(Dataset listing on object pointing)
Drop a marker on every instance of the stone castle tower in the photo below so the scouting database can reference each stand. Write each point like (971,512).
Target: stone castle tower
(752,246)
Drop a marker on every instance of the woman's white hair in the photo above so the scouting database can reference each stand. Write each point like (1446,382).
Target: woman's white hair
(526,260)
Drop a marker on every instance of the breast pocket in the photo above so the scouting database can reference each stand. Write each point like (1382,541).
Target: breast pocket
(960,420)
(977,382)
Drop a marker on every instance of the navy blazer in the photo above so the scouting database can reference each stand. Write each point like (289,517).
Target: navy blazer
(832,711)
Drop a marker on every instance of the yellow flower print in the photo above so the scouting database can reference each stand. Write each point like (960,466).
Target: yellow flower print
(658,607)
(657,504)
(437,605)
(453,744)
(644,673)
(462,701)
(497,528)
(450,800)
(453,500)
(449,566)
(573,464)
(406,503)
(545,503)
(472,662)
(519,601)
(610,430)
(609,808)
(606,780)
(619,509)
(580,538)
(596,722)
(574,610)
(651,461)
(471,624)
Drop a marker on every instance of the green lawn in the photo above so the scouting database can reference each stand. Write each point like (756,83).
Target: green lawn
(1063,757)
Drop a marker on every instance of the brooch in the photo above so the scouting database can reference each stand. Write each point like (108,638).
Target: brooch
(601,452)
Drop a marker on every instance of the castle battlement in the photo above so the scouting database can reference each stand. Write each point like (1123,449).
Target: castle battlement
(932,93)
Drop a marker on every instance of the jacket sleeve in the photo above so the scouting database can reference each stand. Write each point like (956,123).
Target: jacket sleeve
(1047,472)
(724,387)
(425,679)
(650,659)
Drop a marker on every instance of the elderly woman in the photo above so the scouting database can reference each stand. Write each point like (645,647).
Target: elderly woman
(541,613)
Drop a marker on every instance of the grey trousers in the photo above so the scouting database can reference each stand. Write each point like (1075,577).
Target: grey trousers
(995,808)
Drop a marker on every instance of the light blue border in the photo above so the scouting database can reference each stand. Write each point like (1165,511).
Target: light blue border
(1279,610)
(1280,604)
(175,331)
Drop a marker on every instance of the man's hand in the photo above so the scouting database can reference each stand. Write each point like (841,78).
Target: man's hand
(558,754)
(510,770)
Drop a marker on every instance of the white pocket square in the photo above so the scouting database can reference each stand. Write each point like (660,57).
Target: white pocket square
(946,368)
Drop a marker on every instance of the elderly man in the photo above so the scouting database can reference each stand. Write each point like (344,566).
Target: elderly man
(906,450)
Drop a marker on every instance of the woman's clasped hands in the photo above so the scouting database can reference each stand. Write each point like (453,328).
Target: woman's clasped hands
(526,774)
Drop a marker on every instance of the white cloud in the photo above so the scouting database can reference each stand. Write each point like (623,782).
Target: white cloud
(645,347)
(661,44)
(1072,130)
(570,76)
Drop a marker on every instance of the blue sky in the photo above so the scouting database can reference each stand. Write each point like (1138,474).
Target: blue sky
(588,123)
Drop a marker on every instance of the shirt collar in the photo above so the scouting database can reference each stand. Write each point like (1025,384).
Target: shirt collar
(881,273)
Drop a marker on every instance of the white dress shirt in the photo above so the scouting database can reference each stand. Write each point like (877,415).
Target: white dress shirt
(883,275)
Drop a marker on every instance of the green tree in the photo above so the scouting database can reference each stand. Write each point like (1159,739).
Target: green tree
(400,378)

# WORK TO COMPLETE:
Please reproduce the listing word for word, starting at the line that contains "Drop a marker on every instance of the white dress" and continuing through the end of the listing, with both ends included.

# EXERCISE RESPONSE:
Drop a marker on every instance of the white dress shirt in the photo above so the scouting database can reference each stand. Write each point like (877,415).
Target: white dress shirt
(883,275)
Drop a marker on every instance of the green tree in the photo above so the scouting database can reference each stand. Write each point like (1159,739).
Target: green tree
(400,378)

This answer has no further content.